START Records provided

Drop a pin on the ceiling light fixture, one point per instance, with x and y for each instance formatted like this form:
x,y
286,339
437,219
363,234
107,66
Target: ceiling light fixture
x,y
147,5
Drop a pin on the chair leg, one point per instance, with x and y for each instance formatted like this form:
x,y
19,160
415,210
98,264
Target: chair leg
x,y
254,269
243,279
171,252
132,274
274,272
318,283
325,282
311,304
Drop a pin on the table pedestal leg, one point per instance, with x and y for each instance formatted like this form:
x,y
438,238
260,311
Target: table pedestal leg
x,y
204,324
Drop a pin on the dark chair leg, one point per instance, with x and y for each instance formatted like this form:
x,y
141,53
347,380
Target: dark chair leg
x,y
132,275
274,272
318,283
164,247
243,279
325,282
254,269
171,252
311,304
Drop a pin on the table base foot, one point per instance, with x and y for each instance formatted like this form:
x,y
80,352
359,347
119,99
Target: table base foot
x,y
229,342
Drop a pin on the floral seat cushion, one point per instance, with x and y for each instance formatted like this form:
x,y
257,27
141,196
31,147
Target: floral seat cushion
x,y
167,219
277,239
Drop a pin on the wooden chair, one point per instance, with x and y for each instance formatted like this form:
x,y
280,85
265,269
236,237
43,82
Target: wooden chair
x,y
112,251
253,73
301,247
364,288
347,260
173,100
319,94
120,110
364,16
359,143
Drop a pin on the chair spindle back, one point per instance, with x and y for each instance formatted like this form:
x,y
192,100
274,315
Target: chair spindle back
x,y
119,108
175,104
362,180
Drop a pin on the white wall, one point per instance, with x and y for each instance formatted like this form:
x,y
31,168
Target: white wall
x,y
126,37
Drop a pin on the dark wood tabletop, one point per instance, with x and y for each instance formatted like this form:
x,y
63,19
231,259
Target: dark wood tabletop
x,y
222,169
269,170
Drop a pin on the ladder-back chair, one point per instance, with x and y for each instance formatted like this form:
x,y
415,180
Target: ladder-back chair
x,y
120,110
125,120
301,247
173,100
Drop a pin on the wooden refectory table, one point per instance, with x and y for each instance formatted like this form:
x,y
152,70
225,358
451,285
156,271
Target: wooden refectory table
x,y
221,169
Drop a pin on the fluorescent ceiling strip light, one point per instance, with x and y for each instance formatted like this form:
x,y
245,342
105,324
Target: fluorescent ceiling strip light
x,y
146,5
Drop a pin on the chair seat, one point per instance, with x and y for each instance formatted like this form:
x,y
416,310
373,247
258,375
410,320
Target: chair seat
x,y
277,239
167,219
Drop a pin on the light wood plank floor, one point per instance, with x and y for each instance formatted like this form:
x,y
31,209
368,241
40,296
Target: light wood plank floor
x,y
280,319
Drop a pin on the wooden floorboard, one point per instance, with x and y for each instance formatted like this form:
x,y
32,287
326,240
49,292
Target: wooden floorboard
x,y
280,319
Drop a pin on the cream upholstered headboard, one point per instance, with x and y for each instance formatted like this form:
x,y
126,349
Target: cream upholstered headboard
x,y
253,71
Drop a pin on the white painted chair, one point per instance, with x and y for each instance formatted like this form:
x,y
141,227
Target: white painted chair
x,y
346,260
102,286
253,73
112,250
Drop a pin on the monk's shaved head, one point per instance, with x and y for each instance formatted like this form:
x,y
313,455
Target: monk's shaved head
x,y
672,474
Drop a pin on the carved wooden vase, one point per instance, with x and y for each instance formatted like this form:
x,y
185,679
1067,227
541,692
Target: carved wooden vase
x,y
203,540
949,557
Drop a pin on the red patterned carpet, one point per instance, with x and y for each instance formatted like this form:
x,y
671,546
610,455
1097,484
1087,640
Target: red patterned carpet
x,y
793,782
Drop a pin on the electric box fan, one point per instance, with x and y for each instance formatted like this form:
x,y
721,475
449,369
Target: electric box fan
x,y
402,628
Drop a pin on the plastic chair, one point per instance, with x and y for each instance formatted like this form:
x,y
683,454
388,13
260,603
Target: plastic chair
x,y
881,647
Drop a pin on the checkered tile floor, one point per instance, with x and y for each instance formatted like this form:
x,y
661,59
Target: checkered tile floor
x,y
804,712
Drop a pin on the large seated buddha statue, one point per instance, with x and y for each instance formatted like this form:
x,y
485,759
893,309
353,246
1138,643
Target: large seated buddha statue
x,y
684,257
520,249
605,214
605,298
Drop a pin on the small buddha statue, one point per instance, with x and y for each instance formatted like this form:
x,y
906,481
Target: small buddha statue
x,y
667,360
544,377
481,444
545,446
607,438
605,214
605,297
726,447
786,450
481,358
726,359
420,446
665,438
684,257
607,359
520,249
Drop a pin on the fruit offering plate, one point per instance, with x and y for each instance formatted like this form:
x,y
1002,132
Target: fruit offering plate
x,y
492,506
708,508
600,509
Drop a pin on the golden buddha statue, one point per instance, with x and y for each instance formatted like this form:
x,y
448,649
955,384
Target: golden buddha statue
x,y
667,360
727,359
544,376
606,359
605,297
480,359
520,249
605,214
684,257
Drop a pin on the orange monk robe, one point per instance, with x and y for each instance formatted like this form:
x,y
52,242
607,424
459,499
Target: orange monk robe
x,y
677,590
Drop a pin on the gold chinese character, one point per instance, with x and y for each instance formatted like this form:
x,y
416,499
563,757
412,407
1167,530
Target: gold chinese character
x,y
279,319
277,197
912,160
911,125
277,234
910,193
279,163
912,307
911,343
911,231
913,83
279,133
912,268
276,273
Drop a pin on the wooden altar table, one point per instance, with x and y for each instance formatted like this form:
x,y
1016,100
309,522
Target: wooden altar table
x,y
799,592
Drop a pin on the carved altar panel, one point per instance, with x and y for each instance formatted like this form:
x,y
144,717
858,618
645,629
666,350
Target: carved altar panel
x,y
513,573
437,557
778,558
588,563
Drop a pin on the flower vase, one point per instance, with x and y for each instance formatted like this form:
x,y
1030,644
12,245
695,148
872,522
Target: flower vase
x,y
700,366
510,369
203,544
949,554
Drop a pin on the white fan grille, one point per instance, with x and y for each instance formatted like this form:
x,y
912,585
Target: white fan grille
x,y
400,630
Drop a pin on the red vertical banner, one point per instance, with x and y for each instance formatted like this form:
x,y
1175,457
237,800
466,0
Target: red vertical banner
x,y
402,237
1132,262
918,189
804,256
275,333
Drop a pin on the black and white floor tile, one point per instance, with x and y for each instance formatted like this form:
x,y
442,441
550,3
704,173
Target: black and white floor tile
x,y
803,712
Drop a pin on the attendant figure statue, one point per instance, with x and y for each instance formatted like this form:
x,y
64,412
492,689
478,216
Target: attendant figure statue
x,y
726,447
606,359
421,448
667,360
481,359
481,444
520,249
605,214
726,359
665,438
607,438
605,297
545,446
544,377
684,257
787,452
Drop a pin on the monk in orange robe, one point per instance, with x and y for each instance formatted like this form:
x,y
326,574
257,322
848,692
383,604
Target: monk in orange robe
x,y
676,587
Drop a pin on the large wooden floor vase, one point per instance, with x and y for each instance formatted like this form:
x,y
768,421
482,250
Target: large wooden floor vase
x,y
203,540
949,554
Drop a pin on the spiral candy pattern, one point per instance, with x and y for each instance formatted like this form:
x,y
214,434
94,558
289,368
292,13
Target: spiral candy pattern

END Records provided

(Task instructions):
Using the data above, copy each line that contains "candy".

(Task response):
Drop a pin on the spiral candy pattern, one point per instance, with x and y for each instance formatted like this form:
Target: spiral candy pattern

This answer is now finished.